(Location identification entries)
--- START ---
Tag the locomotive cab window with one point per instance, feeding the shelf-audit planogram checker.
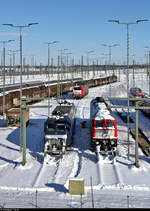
(99, 124)
(61, 127)
(51, 127)
(109, 124)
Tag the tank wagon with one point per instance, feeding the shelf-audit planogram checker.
(58, 129)
(103, 126)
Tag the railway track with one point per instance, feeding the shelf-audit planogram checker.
(108, 173)
(143, 140)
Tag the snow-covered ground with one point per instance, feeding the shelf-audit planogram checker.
(114, 185)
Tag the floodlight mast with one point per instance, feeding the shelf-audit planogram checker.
(49, 43)
(127, 74)
(4, 42)
(21, 69)
(110, 46)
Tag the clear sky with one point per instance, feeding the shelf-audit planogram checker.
(79, 25)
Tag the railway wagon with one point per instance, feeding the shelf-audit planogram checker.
(58, 129)
(103, 126)
(13, 117)
(80, 91)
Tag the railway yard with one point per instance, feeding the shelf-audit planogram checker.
(116, 182)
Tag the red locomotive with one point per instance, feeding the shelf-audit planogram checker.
(103, 126)
(80, 91)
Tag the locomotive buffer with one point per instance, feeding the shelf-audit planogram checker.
(137, 108)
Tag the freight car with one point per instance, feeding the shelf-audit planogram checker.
(58, 129)
(103, 126)
(80, 91)
(13, 117)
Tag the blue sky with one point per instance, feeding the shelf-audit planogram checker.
(79, 25)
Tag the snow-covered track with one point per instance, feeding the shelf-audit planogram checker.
(107, 169)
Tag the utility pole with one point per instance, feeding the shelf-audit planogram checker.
(127, 72)
(4, 116)
(21, 69)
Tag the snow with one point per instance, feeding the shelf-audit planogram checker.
(116, 184)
--- END ---
**Problem:** Reproduce all of the data above verbatim, line for line, omitting the picture.

**Exercise result:**
Tag the locomotive cab window with one point per instance, feeding the shelf-audit planogram checker.
(99, 124)
(61, 127)
(51, 127)
(109, 124)
Tag the tank wagon with one point per instance, feeding the shelf-audit planogram checker.
(58, 129)
(103, 126)
Tag the railway track with one point per instance, feeding the shelf-audit planogram checker.
(108, 173)
(143, 140)
Tag the snow-covered ground with one point per instance, feeding the shelf-audit planogram checker.
(114, 185)
Tag the floodlight mast with one point per instance, feeding the shelf-audit planogram checker.
(49, 43)
(127, 74)
(4, 42)
(21, 69)
(110, 46)
Tag the clear sky with one point per instance, feeding the shelf-audit planogram checker.
(79, 25)
Tag the railway wagon with one point per instance, feeding the shelf-audit planogram checker.
(58, 129)
(103, 126)
(13, 117)
(80, 91)
Tag the railway yard with one point per instance, feeding the shelf-audit planogram checker.
(116, 182)
Tag the red locomotive with one point per instance, feeding the shelf-audit planogram checker.
(103, 126)
(80, 91)
Tag the locomotive buffer with one point per instance, feeding the shelf-audit planogram checker.
(137, 108)
Tag the freight car with one point per instance, feeding the shelf-audit planogram checker.
(58, 129)
(103, 126)
(80, 91)
(13, 117)
Tag the blue sky with one point per instance, feeding the shelf-audit planogram checker.
(79, 25)
Tag the snow-covered track with one point per instance, feeding the shelf-audit planogram checker.
(107, 169)
Tag the utility pole with one point per instance, feeding the shelf-audit planogram checker.
(127, 72)
(4, 116)
(21, 69)
Tag the snow with one point per instance, feeding the shelf-audit planogram checker.
(116, 184)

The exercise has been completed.